Excerpts from point annotation data

::::

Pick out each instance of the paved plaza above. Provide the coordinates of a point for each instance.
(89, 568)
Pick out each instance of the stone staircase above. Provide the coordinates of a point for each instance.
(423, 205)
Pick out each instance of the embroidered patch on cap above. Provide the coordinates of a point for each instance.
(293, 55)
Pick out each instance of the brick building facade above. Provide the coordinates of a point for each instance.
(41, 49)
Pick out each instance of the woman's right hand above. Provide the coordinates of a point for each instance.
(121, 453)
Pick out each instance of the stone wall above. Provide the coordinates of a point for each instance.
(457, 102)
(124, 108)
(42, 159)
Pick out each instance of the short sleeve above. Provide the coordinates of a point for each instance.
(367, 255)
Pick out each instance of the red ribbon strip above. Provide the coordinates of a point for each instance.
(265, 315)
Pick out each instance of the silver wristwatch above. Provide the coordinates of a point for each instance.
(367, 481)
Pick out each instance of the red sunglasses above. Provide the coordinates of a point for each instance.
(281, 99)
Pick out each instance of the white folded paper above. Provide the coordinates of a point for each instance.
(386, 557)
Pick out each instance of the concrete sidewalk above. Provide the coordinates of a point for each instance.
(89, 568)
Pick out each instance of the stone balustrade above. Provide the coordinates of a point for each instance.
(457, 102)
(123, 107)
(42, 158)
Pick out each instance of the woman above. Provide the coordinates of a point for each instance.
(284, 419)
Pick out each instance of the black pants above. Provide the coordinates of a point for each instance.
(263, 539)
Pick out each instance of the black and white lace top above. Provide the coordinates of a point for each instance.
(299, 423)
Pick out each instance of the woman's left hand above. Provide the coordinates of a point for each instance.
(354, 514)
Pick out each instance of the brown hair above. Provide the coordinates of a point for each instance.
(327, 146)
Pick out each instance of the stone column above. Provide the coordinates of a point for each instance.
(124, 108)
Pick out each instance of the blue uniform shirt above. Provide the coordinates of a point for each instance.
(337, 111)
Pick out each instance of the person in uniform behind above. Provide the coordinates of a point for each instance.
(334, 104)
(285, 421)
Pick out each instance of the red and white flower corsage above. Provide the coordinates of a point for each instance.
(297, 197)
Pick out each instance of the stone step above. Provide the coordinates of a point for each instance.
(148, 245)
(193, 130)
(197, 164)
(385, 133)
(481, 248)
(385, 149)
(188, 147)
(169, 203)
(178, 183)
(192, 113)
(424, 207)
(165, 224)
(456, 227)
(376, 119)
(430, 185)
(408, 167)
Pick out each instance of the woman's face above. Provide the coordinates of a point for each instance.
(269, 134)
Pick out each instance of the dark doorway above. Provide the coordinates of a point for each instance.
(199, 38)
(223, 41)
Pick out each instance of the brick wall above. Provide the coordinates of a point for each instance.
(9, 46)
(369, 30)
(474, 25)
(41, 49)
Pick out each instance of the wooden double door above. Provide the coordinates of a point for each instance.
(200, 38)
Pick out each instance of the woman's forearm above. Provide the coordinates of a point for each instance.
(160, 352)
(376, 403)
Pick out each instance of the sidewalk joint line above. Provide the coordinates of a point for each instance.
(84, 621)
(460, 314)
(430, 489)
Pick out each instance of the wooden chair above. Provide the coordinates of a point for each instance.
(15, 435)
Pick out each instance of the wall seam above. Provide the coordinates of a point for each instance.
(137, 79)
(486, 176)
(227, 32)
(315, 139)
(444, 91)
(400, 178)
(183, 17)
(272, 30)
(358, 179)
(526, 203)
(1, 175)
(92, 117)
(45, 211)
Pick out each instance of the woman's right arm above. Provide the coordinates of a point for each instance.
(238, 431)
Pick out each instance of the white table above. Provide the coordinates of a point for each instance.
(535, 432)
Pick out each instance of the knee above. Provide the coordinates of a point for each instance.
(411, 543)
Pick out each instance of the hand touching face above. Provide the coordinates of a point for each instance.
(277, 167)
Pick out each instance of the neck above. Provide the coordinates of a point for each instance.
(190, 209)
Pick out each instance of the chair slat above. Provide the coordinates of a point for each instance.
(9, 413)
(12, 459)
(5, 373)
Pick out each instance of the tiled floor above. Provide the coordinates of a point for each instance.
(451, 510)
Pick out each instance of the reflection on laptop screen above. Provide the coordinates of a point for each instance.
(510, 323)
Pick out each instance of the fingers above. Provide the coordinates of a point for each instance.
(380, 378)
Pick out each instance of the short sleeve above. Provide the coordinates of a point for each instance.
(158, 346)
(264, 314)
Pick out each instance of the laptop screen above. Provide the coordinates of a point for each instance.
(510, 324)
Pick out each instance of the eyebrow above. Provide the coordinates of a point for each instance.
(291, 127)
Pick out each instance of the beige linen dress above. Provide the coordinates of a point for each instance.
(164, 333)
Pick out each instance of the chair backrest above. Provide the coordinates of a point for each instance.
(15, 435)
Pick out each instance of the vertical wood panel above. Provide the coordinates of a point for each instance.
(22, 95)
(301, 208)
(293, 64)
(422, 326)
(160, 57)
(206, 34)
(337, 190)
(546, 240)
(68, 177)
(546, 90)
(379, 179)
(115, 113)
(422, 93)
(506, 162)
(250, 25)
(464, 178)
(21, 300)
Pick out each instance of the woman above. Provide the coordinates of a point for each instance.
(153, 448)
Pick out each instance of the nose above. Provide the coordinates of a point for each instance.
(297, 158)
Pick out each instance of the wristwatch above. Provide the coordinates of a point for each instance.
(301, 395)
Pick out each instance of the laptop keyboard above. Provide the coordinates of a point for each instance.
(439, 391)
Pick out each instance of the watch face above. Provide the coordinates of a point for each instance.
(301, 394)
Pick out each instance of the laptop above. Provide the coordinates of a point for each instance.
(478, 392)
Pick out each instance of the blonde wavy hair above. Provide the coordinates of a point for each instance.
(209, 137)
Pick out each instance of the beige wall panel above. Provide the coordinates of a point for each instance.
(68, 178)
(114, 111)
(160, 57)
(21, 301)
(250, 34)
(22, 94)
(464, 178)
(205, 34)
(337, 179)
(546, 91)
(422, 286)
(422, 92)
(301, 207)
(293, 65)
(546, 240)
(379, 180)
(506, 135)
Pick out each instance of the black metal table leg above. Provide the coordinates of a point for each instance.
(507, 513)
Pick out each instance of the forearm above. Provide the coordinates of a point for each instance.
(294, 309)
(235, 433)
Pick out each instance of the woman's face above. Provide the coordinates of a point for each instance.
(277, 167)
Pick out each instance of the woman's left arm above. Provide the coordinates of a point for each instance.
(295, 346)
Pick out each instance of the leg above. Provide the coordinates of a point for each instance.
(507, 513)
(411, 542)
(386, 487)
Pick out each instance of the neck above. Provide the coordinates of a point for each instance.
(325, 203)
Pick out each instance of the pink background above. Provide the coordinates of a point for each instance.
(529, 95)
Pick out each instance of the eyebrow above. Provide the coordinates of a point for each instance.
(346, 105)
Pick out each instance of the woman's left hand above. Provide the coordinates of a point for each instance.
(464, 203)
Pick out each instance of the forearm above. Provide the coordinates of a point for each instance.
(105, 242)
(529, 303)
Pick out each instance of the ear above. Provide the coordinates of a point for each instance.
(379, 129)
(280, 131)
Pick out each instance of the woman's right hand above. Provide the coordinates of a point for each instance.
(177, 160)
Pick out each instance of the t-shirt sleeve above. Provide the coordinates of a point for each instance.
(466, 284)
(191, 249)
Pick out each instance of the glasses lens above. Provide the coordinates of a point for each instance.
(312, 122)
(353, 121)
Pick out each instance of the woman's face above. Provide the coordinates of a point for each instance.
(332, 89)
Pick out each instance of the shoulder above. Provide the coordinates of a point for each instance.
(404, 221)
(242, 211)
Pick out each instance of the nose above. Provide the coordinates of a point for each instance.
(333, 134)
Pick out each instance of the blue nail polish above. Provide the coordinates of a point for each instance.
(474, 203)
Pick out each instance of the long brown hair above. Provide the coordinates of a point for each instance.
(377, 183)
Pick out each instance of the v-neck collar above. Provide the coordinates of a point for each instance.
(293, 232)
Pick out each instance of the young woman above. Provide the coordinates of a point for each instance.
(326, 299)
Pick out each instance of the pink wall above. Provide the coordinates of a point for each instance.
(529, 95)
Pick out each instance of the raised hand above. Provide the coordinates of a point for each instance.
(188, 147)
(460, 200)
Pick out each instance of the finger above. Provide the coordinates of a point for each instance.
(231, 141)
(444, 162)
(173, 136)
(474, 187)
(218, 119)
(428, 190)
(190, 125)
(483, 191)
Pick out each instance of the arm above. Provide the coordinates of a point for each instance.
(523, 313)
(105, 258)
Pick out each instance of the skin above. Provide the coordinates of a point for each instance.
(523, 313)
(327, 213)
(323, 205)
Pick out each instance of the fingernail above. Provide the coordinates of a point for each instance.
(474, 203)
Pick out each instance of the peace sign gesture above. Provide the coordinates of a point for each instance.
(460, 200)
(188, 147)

::::

▸ **What needs to be done**: Write out the lines above, starting at the line that contains "Pick out each instance of the shoulder" and ending with the final line, and nothing else; copy them exactly.

▸ **The solution**:
Pick out each instance of the shoulder above. Provide the coordinates of a point for each instance.
(404, 221)
(242, 211)
Pick out each instance of the nose above. Provide the coordinates of a point for each instance.
(333, 134)
Pick out each instance of the blue nail polish above. Provide the coordinates of a point for each instance.
(474, 203)
Pick out each instance of the long brown hair above. Provide the coordinates of a point for each instance.
(377, 183)
Pick out each instance of the v-neck collar above. Provide the coordinates of a point for each instance.
(293, 232)
Pick out each instance of the young woman above. Provide the coordinates of a point for each instance.
(326, 299)
Pick out each instance of the pink wall above. Provide the coordinates of a point for each instance.
(529, 95)
Pick out each instance of the raised hand above. Provide the coordinates of a point for each instance.
(188, 147)
(460, 200)
Pick out each instance of the finger above. Provide the coordinates of a point for each instance.
(231, 141)
(444, 162)
(173, 136)
(474, 187)
(218, 119)
(428, 190)
(190, 125)
(483, 191)
Pick out each instance of the arm above. Provide the coordinates of a point for each instance.
(523, 313)
(105, 258)
Pick out each instance of the skin above. Provide the coordinates of a point for each instance.
(523, 313)
(327, 213)
(323, 205)
Pick out each instance of the fingernail above. Provide the coordinates of a point for each instance.
(474, 203)
Pick out each instance of the peace sign gesture above. Provide the coordinates of a point for each instance.
(460, 200)
(188, 147)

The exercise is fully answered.